**WHAT IS NEEDED**
Please copy the lines below word for word, leaving nothing out.

Items from a dataset
## Start

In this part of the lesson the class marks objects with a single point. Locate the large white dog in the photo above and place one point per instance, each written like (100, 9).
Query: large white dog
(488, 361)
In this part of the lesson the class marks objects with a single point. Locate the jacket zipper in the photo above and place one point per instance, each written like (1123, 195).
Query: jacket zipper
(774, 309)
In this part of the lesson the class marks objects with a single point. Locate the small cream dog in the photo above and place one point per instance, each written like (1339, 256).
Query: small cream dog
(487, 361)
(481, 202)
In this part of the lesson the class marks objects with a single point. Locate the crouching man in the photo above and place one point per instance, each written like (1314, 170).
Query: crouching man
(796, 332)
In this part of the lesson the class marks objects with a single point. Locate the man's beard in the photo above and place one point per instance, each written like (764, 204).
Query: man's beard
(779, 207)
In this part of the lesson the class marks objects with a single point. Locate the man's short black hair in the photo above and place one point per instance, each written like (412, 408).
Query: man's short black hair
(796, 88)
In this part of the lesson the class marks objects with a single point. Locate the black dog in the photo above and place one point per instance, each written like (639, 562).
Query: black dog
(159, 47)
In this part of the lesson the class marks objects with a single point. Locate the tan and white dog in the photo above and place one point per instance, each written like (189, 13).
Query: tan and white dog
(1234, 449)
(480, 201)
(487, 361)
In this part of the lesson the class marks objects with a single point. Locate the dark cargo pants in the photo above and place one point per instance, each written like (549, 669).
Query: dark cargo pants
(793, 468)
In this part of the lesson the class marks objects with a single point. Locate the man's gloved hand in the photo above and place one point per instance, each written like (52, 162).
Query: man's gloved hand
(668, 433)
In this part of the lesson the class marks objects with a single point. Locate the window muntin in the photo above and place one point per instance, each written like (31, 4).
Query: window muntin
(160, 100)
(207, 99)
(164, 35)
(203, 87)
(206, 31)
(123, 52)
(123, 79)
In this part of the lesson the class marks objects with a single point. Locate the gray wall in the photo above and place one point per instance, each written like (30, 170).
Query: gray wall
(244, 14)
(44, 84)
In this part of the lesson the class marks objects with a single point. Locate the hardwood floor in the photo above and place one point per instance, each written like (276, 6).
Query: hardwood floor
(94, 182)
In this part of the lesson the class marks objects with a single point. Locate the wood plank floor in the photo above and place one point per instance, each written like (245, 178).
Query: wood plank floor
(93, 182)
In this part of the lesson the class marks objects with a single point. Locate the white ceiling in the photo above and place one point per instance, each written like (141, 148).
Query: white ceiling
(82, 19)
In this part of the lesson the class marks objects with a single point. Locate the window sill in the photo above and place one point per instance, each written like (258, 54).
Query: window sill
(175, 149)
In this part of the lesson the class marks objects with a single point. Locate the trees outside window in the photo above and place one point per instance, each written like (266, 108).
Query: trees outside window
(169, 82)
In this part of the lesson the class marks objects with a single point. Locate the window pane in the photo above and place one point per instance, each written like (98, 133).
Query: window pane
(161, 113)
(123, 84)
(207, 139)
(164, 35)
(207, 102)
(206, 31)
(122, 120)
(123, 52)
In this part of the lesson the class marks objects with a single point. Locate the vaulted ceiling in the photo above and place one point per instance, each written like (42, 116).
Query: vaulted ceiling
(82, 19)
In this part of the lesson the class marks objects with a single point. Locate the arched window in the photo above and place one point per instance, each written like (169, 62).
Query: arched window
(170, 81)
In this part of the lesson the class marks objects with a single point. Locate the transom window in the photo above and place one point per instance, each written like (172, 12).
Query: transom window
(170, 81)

## End

**EXERCISE RESPONSE**
In this part of the lesson the class marks objects with a single point. Locate the large white dog in the photo above and place one point per instance, each written like (100, 9).
Query: large white dog
(488, 361)
In this part of the lesson the class marks objects with a single point. Locate the jacket zipper in the photo above and place one point per instance, each written like (1123, 195).
Query: jacket zipper
(774, 309)
In this part of the lesson the class marks objects with a single point. Locate the small cream dog in the photo above and place one point per instance, each written like (1339, 256).
Query: small cream dog
(487, 361)
(481, 202)
In this part of the lesson the class marks objects with a single point. Locate the crouching man in the photo above and place one point per instance, each written like (1314, 170).
Query: crouching man
(796, 332)
In this part of the lesson the class marks objects with a single point. Locate the man's beard in the photo above and place one point per instance, each written like (764, 204).
Query: man's beard
(779, 207)
In this part of the lesson the class marks objects with a single point. Locate the man's short black hair in the photo above and place one point per instance, each written like (412, 408).
Query: man's short black hair
(796, 88)
In this part of the lesson the class marks objects with a single point. Locate the black dog in the photo above and place one point per instance, each written like (639, 562).
Query: black dog
(159, 47)
In this part of the lesson the class marks objects with a single point. Locate the tan and white dog in the photo above and place one point per instance, each written like (189, 13).
Query: tan and white dog
(1234, 449)
(480, 201)
(487, 361)
In this part of the lesson the class marks objects with a single point. Locate the dark cargo pants in the photo above and place one point per instance, each written like (549, 669).
Query: dark cargo pants
(793, 468)
In this part of the lesson the class marks objects with a single point. Locate the man's gloved hand in the photo above and place one point per instance, each written like (52, 162).
Query: man's gloved hand
(668, 433)
In this part of the lesson the class marks objects with a single point. Locate the window muntin in the photo above and place one point per instance, each written like (31, 4).
Query: window muntin
(160, 100)
(207, 99)
(164, 35)
(203, 87)
(206, 31)
(123, 52)
(123, 79)
In this part of the lesson the class marks objects with a single point. Locate the gray wall in the photo above and place one point per instance, each written like (30, 170).
Query: gray wall
(244, 14)
(44, 84)
In this part of the lesson the class marks objects with a single point. Locate the hardwood floor in the photo above and place one point per instance, each written like (276, 6).
Query: hardwood floor
(94, 182)
In this part of the lesson the class marks objects with a single point. Locate the wood plank floor in the photo above and place one point per instance, each written like (245, 178).
Query: wood plank floor
(93, 182)
In this part of the lesson the class marks objects with a single point. Locate the white ceiling in the photo above and place one point per instance, each written like (141, 148).
Query: white ceiling
(82, 19)
In this part of the lesson the class marks objects with a single point. Locate the window sill in the photo above and place one point per instance, each written like (258, 54).
Query: window sill
(175, 149)
In this part of the lesson the class marks objects with a single point. Locate the trees outside window in the photo above and place one point per instance, each written like (266, 108).
Query: trees outside window
(169, 82)
In this part of the lesson the class marks objects with a single point. Locate the window pane in the photo above and place one point per instance, each written like (98, 133).
Query: window pane
(161, 113)
(123, 84)
(207, 139)
(164, 35)
(207, 102)
(206, 31)
(122, 120)
(123, 52)
In this part of the lesson the class marks objects with a single point. Locate the vaulted ceiling in the photo above and place one point per instance, each written like (42, 116).
Query: vaulted ceiling
(82, 19)
In this part of the lesson the class marks objects with a single point. Locate the arched window in the photo above and place one point per instance, each written like (169, 62).
Query: arched window
(170, 81)
In this part of the lesson the class marks objects with a single point. Locate the transom window in the photo above and place one point per instance, each written like (172, 12).
Query: transom window
(170, 81)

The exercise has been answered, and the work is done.